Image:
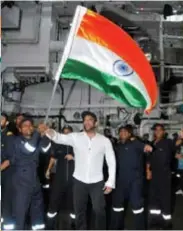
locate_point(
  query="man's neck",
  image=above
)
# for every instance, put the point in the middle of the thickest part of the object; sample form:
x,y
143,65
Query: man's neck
x,y
3,129
91,133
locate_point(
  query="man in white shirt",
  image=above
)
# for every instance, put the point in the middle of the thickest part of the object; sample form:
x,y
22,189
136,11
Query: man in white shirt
x,y
90,148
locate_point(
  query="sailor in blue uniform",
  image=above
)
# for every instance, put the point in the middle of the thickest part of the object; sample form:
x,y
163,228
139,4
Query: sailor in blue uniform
x,y
130,179
27,190
160,163
6,140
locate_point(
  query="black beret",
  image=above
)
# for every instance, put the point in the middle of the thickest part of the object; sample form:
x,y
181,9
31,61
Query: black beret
x,y
89,113
25,120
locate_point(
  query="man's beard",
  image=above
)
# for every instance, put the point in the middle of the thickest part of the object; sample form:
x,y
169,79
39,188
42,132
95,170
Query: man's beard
x,y
3,127
90,129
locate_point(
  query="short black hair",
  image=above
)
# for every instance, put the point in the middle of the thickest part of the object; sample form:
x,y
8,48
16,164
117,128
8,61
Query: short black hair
x,y
89,113
3,114
67,127
27,119
158,125
128,128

_ _ _ _ _ _ _

_What is being asked_: A faithful copy of the data above is wanted, with every image left out.

_Problem solution_:
Image:
locate_point(
  query="man's neck",
  image=above
)
# for every instance, put the point in the middle of the thickest part of the object; sample form:
x,y
143,65
Query: man's neck
x,y
3,129
91,133
locate_point(
  query="man in white shirt",
  image=above
)
# for every instance, put the point in the middle of the thickest part of the object; sample form:
x,y
22,189
136,11
Query: man in white shirt
x,y
90,148
locate_point(
  query="sailor in blue uniform",
  image=above
)
# for every instance, put the point in the middle of the thickest part of the object; sample form:
x,y
163,228
139,4
Query: sailor in blue uniform
x,y
130,179
27,190
160,163
6,140
locate_point(
  query="black beret",
  image=above
)
# for every instance, put the point in the middle of the thickest part of the object; sample form:
x,y
181,9
31,61
Query: black beret
x,y
89,113
25,120
locate_point(
  query="man's beard",
  image=above
)
# for every instance, put the point in the middle of the thickest part of the object; sample form:
x,y
169,79
39,188
42,132
95,170
Query: man's beard
x,y
3,127
90,129
locate_point(
  query="short black hair",
  image=above
)
# for every instance, put the point in the middle of the thickest part of the object; sample form:
x,y
8,48
16,164
117,128
8,61
Query: short black hair
x,y
89,113
3,114
67,127
27,119
158,125
128,128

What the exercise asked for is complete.